_SOURCE PASSAGE_
Sigmoid-FTRL: Adaptive ATE Estimation

Updated 26 November 2025

Sigmoid-FTRL is an adaptive online design strategy that minimizes Neyman regret for average treatment effect estimation using AIPW estimators.
It decomposes a nonconvex variance minimization problem into two convex learning tasks solved via FTRL updates over treatment probabilities and linear predictors.
The method achieves asymptotic optimality and enables valid inference through consistently conservative variance estimation and adaptive ridge regression.

Sigmoid-FTRL is an adaptive online experimental design strategy for minimizing variance (Neyman regret) in the estimation of average treatment effects using Augmented Inverse Probability Weighting (AIPW) estimators, explicitly within the design-based potential outcomes framework where both outcomes and covariates are deterministic. The method unifies online convex optimization and adaptive Neyman allocation via a decomposition of a nonconvex variance-minimization problem into two convex online learning problems, efficiently addressed through Follow-the-Regularized-Leader (FTRL) updates over both treatment probabilities and linear predictors. Sigmoid-FTRL establishes asymptotic optimality, supports consistently conservative variance estimation, and enables construction of valid confidence intervals under broad regularity conditions (Chen et al., 25 Nov 2025).

[Stored entries]
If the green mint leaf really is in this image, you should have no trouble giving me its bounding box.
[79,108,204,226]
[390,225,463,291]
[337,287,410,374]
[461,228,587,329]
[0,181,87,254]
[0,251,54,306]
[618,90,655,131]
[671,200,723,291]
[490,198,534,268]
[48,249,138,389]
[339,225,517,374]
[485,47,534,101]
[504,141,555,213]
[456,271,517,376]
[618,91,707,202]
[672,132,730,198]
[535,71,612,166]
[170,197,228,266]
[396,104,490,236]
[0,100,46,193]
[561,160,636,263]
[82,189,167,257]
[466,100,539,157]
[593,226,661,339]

_DIRECTIVES_
**1.** Using the Sigmoid-FTRL overview above, decide for each statement whether the text supports it, answering yes or no and quoting the deciding words: (a) Sigmoid-FTRL treats outcomes and covariates as random; (b) the method splits a nonconvex variance-minimization problem into two convex online learning problems; (c) the FTRL updates apply only to treatment probabilities.
**2.** Duplicate everything in the Sigmoid-FTRL overview from "It decomposes a" down to "over treatment probabilities and linear predictors.".

_COMPLETE ANSWERS_
**1.**
(a) No: "where both outcomes and covariates are deterministic"
(b) Yes: "a decomposition of a nonconvex variance-minimization problem into two convex online learning problems"
(c) No: "Follow-the-Regularized-Leader (FTRL) updates over both treatment probabilities and linear predictors"

**2.**
It decomposes a nonconvex variance minimization problem into two convex learning tasks solved via FTRL updates over treatment probabilities and linear predictors.